#### Text under study

The advantage of using Bayes’ rule in this context is that the probabilities appearing on the right-hand side are all straight-forward to think about (and estimate!).

\(\Pr[ \text{ disease}]\) is the just the probability that a randomly-selected person has the disease. This is known as the prevelance of the diseases in the population. We could estimate this probability by randomly selecting a random group of people and determining if they have the disease (hopefully not using the screening test we are already using…).
\(\Pr[\text{ positive test } \mid \text{ disease}]\) is the probability that when we give our screening test to a patient who has the disease in question, the test returns positive. This is often called the sensitivity of a test, a term you may recall hearing frequently in the early days of the COVID-19 pandemic.
\(\Pr[ \text{ positive test } ]\) is just the probability that a test given to a (presumably randomly selected) person returns a positive result. We just said about that this is the hard thing to estimate.

3.4.5 Example: testing for a rare disease

Suppose that we are testing for a rare disease, say, \[ \Pr[ \text{ disease}] = \frac{1}{10^6}, \]

and suppose that a positive test is also rare, in keeping with the fact that our disease is rare and our test presumably has a low false positive rate: \[ \Pr[ \text{ positive test} ] = 1.999*10^{-6} \] Note that this probability actually depends on the sensitivity \(\Pr[\text{ positive test } \mid \text{ disease}]\) and the specificity \(1-\Pr[\text{ positive test } \mid \text{ healthy}]\) of our test. You’ll explore this part more on your homework, but we’re just going to take this number as given for now.

########

» **Questions to answer**:
A: Answer these questions using the Bayes' rule passage:
(i) What term is often used for the probability that the screening test returns positive for a patient who has the disease?
(ii) The early days of which pandemic does the passage mention?
(iii) In the rare disease example, what value is given for the probability of a positive test?
B: Please return the part of the Bayes' rule passage from "Suppose that we" up to and including "given for now.".
Use only the Bayes' rule passage, not the material, in your answers.

#### Recorded data

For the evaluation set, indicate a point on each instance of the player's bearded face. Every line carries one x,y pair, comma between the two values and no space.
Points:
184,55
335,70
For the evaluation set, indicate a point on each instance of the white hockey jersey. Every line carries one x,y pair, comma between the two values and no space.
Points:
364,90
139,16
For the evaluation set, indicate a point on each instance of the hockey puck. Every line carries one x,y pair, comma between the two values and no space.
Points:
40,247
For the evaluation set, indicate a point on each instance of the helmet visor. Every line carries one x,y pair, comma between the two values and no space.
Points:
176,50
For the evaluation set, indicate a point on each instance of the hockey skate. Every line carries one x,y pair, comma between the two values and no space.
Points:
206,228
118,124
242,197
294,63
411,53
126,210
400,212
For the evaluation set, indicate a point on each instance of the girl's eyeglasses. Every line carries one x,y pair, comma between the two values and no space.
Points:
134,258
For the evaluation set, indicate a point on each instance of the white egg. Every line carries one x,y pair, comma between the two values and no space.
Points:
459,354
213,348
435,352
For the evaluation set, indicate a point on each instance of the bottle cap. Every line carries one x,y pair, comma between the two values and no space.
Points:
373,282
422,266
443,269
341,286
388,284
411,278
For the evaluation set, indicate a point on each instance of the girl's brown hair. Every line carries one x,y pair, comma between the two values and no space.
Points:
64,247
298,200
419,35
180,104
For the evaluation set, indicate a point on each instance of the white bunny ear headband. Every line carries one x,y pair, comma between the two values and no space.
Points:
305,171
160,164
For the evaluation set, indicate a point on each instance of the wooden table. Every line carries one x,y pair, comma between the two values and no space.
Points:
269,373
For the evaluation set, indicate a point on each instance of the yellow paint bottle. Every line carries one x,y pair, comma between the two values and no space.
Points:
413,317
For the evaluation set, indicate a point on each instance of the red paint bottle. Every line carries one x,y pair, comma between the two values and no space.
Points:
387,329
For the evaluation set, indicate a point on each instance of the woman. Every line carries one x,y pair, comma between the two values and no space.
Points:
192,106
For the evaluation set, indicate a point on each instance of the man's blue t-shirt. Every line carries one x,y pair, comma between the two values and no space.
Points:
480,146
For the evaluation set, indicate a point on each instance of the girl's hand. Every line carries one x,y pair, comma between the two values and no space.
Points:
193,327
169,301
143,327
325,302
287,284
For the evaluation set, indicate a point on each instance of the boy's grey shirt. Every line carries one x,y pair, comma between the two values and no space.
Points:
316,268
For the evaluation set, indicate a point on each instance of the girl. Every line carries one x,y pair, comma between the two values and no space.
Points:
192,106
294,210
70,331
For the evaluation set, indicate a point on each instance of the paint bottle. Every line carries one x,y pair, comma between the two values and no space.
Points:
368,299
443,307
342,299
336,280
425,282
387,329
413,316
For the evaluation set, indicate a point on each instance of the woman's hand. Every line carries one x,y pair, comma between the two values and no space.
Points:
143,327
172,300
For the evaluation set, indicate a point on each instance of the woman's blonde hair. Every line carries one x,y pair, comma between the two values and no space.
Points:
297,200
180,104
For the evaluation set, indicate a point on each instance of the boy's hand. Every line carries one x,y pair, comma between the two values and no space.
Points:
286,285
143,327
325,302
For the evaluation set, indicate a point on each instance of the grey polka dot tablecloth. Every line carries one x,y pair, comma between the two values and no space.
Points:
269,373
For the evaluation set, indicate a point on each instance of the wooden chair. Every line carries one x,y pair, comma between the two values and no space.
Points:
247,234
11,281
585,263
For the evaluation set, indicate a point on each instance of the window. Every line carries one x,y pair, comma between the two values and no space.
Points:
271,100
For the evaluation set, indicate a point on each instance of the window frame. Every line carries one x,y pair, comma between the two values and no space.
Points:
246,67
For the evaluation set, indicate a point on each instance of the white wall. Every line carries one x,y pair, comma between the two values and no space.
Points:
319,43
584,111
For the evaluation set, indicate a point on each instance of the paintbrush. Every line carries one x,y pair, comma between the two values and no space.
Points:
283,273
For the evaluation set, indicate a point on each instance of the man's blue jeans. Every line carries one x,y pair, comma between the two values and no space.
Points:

########

» **Task-by-task outputs**:
A:
(i) The sensitivity of the test.
(ii) The COVID-19 pandemic.
(iii) 1.999*10^{-6}

B:
Suppose that we are testing for a rare disease, say, \[ \Pr[ \text{ disease}] = \frac{1}{10^6}, \]

and suppose that a positive test is also rare, in keeping with the fact that our disease is rare and our test presumably has a low false positive rate: \[ \Pr[ \text{ positive test} ] = 1.999*10^{-6} \] Note that this probability actually depends on the sensitivity \(\Pr[\text{ positive test } \mid \text{ disease}]\) and the specificity \(1-\Pr[\text{ positive test } \mid \text{ healthy}]\) of our test. You’ll explore this part more on your homework, but we’re just going to take this number as given for now.